**The task:**
Copy every entry exactly.

[Excerpts of pointing data]
+++

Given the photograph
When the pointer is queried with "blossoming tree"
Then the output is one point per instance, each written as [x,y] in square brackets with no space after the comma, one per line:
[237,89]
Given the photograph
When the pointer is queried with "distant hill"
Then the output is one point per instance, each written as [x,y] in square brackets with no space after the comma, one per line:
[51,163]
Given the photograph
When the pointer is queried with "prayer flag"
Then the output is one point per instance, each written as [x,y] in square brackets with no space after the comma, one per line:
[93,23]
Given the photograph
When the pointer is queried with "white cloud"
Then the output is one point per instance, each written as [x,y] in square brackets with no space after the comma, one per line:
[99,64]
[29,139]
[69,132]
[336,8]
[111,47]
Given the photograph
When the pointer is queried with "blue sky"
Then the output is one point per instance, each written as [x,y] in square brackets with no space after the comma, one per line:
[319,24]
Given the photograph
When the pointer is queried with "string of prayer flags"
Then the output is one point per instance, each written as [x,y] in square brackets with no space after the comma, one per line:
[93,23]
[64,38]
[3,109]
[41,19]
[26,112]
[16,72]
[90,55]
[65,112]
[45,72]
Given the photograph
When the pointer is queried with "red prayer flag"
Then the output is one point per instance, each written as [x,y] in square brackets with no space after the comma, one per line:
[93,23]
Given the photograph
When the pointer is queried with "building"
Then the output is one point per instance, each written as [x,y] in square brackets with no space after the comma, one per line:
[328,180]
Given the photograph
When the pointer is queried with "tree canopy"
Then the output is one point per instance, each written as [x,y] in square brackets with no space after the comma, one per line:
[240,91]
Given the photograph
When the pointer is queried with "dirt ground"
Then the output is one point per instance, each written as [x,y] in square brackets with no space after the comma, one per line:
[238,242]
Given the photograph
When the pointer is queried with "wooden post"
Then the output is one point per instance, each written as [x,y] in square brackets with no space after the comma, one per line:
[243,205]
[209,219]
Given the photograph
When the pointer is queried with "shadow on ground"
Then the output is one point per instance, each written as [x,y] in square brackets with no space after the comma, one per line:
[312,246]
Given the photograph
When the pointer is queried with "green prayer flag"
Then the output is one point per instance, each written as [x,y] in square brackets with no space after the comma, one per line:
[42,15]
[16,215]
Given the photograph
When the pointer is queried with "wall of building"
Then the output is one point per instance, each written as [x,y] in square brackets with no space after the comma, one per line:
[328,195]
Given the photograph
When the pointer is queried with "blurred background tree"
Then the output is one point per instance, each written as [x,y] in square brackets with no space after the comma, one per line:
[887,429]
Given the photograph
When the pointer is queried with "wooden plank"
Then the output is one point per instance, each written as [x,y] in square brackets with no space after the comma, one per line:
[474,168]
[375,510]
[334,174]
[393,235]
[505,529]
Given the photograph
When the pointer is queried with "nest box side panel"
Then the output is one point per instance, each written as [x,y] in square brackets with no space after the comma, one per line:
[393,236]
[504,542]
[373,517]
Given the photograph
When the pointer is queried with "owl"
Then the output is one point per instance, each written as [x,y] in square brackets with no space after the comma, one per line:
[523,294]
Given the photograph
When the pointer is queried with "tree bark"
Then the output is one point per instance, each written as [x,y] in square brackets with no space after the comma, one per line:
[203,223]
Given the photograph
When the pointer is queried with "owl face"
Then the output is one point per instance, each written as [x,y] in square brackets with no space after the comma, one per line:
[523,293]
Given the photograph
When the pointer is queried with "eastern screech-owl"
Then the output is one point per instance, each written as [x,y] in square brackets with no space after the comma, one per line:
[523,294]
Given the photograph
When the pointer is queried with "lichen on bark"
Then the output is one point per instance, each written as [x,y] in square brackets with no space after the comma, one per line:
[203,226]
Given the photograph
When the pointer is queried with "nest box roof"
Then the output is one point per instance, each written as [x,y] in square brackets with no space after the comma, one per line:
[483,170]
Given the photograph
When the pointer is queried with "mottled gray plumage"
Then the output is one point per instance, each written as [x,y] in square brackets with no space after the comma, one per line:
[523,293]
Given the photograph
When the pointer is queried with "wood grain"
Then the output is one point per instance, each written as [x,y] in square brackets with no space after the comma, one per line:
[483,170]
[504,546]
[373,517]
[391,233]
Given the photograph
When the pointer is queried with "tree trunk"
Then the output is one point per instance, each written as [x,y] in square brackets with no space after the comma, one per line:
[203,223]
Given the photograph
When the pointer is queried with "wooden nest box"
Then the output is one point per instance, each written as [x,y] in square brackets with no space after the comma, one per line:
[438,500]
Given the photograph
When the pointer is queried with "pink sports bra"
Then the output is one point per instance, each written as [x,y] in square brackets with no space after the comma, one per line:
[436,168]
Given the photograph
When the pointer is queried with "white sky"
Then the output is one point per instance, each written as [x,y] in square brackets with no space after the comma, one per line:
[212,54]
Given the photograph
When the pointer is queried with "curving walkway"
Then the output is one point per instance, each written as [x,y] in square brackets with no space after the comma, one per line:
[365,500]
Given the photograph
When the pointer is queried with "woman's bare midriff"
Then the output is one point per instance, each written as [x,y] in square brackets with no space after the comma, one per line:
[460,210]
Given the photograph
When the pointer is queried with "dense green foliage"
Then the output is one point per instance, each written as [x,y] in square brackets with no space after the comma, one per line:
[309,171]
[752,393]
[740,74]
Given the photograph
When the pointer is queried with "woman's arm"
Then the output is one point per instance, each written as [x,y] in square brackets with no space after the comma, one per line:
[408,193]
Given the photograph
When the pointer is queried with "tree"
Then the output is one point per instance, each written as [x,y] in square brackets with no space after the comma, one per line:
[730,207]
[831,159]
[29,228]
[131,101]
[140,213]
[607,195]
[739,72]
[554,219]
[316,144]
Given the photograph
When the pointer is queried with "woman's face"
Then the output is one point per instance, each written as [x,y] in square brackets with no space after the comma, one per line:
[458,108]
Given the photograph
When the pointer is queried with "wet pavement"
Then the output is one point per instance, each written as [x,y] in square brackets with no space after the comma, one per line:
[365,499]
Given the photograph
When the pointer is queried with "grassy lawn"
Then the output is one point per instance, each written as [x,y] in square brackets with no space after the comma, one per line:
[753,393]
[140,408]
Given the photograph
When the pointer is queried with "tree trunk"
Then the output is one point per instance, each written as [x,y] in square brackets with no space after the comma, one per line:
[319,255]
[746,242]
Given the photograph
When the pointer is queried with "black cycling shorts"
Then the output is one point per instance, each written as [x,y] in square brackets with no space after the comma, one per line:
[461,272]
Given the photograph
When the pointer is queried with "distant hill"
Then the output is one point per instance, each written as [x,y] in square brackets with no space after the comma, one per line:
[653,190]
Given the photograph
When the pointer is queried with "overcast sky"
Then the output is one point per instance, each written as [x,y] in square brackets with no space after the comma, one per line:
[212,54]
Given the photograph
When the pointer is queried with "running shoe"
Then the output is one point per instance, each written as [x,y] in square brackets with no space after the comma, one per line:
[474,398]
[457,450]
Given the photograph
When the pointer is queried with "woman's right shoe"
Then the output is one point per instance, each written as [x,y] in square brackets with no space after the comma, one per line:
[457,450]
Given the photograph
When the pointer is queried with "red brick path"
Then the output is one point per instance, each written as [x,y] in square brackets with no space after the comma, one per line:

+++

**Expected answer:**
Given the photograph
When the pointer is queried with "blossoming tree"
Then the output is one point per instance, each written as [x,y] in square brackets with no space after the comma, one per line:
[237,89]
Given the photograph
When the pointer is queried with "distant hill"
Then the output is one point per instance, each written as [x,y] in square brackets with no space after the comma, one per line:
[51,163]
Given the photograph
When the pointer is queried with "prayer flag"
Then the output is one point per instance, each written as [x,y] in square brackets with no space after the comma, one per line:
[93,23]
Given the photograph
When the pointer is queried with "white cloud"
Then the output is one point per instance, each written as [x,y] in square brackets with no space after the comma, one per line:
[99,64]
[29,139]
[69,132]
[336,8]
[111,47]
Given the photograph
When the pointer is queried with "blue sky"
Then the output is one point per instance, each written as [x,y] in square brackets with no space after the comma, one per line:
[319,24]
Given the photograph
When the pointer is queried with "string of prayer flags"
Then the output is one point per instance, each written as [x,y] in square brackets with no space after the comma, one per line:
[93,23]
[64,38]
[3,109]
[41,19]
[26,112]
[16,72]
[90,55]
[65,112]
[45,72]
Given the photograph
When the pointer is queried with "red prayer flag"
Then the output is one point per instance, each written as [x,y] in square brackets with no space after the comma, one per line:
[93,23]
Given the photograph
When the pointer is queried with "building"
Then the output is one point per instance, each written as [x,y] in square brackets with no space after the comma, one per line:
[328,180]
Given the photograph
When the pointer is queried with "tree canopy"
Then the output is one point per instance, each written as [x,y] in square brackets with no space after the comma, one per line:
[240,91]
Given the photograph
When the pointer is queried with "dirt ground"
Then the output is one point per instance, each written as [x,y] in square brackets with no space after the comma, one per line:
[238,242]
Given the photograph
When the pointer is queried with "wooden post"
Then the output is one point per instance, each written as [x,y] in square brackets with no space after the comma, one per line:
[243,205]
[209,219]
Given the photograph
When the pointer is queried with "shadow on ground"
Then the output is one point per instance, each written as [x,y] in square brackets with no space after the comma, one per line:
[312,246]
Given the photograph
When the pointer is queried with "green prayer flag"
Then the output is one point per instance, each written as [x,y] in square brackets with no space after the comma, one per line:
[42,15]
[16,215]
Given the photograph
When the pointer is queried with "wall of building"
Then the output is one point per instance, each written as [x,y] in square brackets with no space after the comma, one per line:
[328,195]
Given the photograph
When the pointer is queried with "blurred background tree"
Then the output is one point per instance, each written as [x,y] in square brackets with no space after the comma, one per line:
[887,429]
Given the photograph
When the pointer is queried with "wooden plank"
Then the output is one point per instance, each written as [x,y] in square brackets with no space after the comma, one per line:
[474,168]
[375,510]
[334,174]
[393,235]
[505,529]
Given the photograph
When the pointer is queried with "nest box side panel"
Then the output is one point per instance, each written as [x,y] in square brackets with no space after the comma, one per line:
[393,236]
[504,542]
[373,517]
Given the photograph
When the pointer is queried with "owl"
Then the output is one point per instance, each written as [x,y] in square brackets with no space after the comma, one per line:
[523,294]
Given the photograph
When the pointer is queried with "tree bark"
Then the output is one point per instance, each written as [x,y] in square brackets with no space after the comma, one per line:
[203,223]
Given the photograph
When the pointer is queried with "owl face"
Then the output is one point per instance, each written as [x,y] in square brackets with no space after the comma, one per line:
[523,293]
Given the photograph
When the pointer is queried with "eastern screech-owl"
Then the output is one point per instance, each written as [x,y] in square brackets with no space after the comma, one per line:
[523,294]
Given the photograph
When the pointer is queried with "lichen on bark"
Then the output is one point per instance, each written as [x,y] in square brackets with no space after the comma, one per line:
[203,226]
Given the photograph
When the pointer is queried with "nest box roof"
Then the output is one point per instance, each written as [x,y] in square brackets with no space after the comma, one per line:
[483,170]
Given the photograph
When the pointer is queried with "mottled gray plumage"
Then the output is one point per instance, each written as [x,y] in square brackets with no space after the comma, one per line:
[523,293]
Given the photograph
When the pointer is queried with "wood grain"
Then the output is one point per instance, each written as [x,y] in square brackets with no space after the comma, one per line:
[483,170]
[504,546]
[373,517]
[391,233]
Given the photograph
When the pointer is queried with "tree trunk"
Then the output is one point per instance, each written as [x,y] in square brackets with no space after the comma, one per line:
[203,223]
Given the photograph
When the pointer is queried with "wooden nest box"
Then the output is one point per instance, each written as [x,y] in square brackets with no space after the comma, one per line:
[438,500]
Given the photograph
When the pointer is queried with "pink sports bra"
Then the output is one point per instance, each written as [x,y] in square brackets with no space after the comma, one per line:
[436,168]
Given the photograph
When the pointer is queried with "white sky"
Then the output is one point per instance, each written as [x,y] in square brackets with no space after the comma, one per line:
[212,54]
Given the photograph
When the pointer is queried with "curving walkway"
Then the output is one point per instance, each written as [x,y] in square brackets with no space after the comma, one per line:
[365,500]
Given the photograph
When the pointer is queried with "woman's bare midriff"
Then the output is one point per instance, each written as [x,y] in square brackets with no space after the comma, one per line:
[460,210]
Given the photograph
When the pointer is queried with "dense green foliage"
Then the output is one point per instance, each written as [x,y] in square brackets with no space after the comma, one per line:
[309,171]
[752,393]
[740,74]
Given the photograph
When the pointer is queried with "woman's arm"
Then the output is one point per instance, each written as [x,y] in square brackets with no space after the comma, one per line:
[408,193]
Given the photograph
When the pointer is queried with "tree"
Then the output is one point per instance, each written as [x,y] in square brackets with no space after the comma, one per line:
[730,207]
[831,159]
[29,228]
[131,101]
[140,213]
[607,195]
[739,72]
[554,219]
[316,144]
Given the photograph
When the pointer is queried with "woman's face"
Then the output is one point per instance, each written as [x,y] in square brackets with no space after the comma, one per line:
[458,108]
Given the photograph
When the pointer is queried with "wet pavement"
Then the output is one point per instance, each written as [x,y] in square brackets with no space after the comma, one per line:
[365,499]
Given the photograph
When the pointer is queried with "grassy lawn"
Then the output is one point per instance, each written as [x,y] in square brackets with no space after the comma, one per line:
[753,393]
[140,408]
Given the photograph
When the pointer is queried with "tree trunk"
Then the output is one point per instance, each written as [x,y] in square brackets with no space after the comma, one per line:
[319,255]
[746,242]
Given the photograph
When the pointer is queried with "black cycling shorts"
Then the output is one point per instance, each written as [x,y] in square brackets with no space after the comma, one per line:
[461,272]
Given the photograph
When the pointer is queried with "distant hill"
Then the output is one point per instance, each written as [x,y] in square brackets with no space after the comma, one per line:
[653,190]
Given the photograph
When the pointer is queried with "overcast sky"
Then the output is one point per instance, each written as [x,y] in square brackets with no space after the comma, one per line:
[212,54]
Given the photograph
When the pointer is queried with "running shoe"
Then the output is one point per instance, each written as [x,y] in square brackets with no space after the comma, one per line:
[474,398]
[457,450]
Given the photograph
When the pointer is queried with "woman's right shoe"
Then the output is one point per instance, each written as [x,y] in square brackets with no space after the comma, one per line:
[457,450]
Given the photograph
When the pointer is queried with "red brick path"
Then the output is one point per instance, each written as [x,y] in square brackets with no space after the comma, one per line:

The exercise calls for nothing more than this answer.